**RECORDS SHOWN:**
----

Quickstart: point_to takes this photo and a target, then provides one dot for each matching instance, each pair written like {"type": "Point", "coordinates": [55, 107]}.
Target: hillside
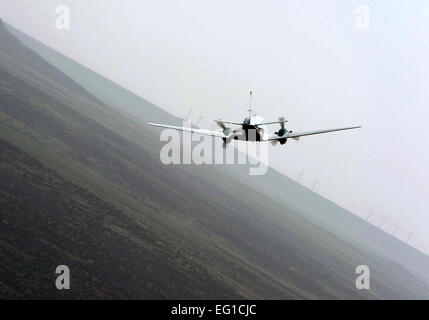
{"type": "Point", "coordinates": [82, 185]}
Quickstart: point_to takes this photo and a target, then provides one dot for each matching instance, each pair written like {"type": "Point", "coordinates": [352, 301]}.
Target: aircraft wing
{"type": "Point", "coordinates": [296, 135]}
{"type": "Point", "coordinates": [192, 130]}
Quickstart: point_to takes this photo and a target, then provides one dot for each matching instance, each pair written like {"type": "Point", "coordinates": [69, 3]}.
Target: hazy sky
{"type": "Point", "coordinates": [305, 60]}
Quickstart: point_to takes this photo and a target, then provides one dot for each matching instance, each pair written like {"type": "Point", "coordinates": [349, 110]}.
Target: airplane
{"type": "Point", "coordinates": [253, 128]}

----

**WHAT IS BEING ASKED:** Turn all of the lines above into a numbered list, leaving out blank lines and pictures.

**FULL RESPONSE:**
1. Quickstart: point_to takes this photo and a target, then provides one dot for each matching instance, each pair written like {"type": "Point", "coordinates": [55, 107]}.
2. Target: hillside
3. {"type": "Point", "coordinates": [82, 185]}
4. Quickstart: point_to takes this photo and a target, then provides one dot for each matching instance, each pair written like {"type": "Point", "coordinates": [352, 301]}.
5. Target: aircraft wing
6. {"type": "Point", "coordinates": [296, 135]}
7. {"type": "Point", "coordinates": [192, 130]}
8. Quickstart: point_to takes this photo and a target, then provides one dot for each matching instance, each pair written like {"type": "Point", "coordinates": [69, 3]}.
9. Target: hazy sky
10. {"type": "Point", "coordinates": [305, 60]}
11. Quickstart: point_to takes this photo and a target, then provides one dot for each matching instance, each pair written like {"type": "Point", "coordinates": [349, 110]}.
12. Target: airplane
13. {"type": "Point", "coordinates": [253, 128]}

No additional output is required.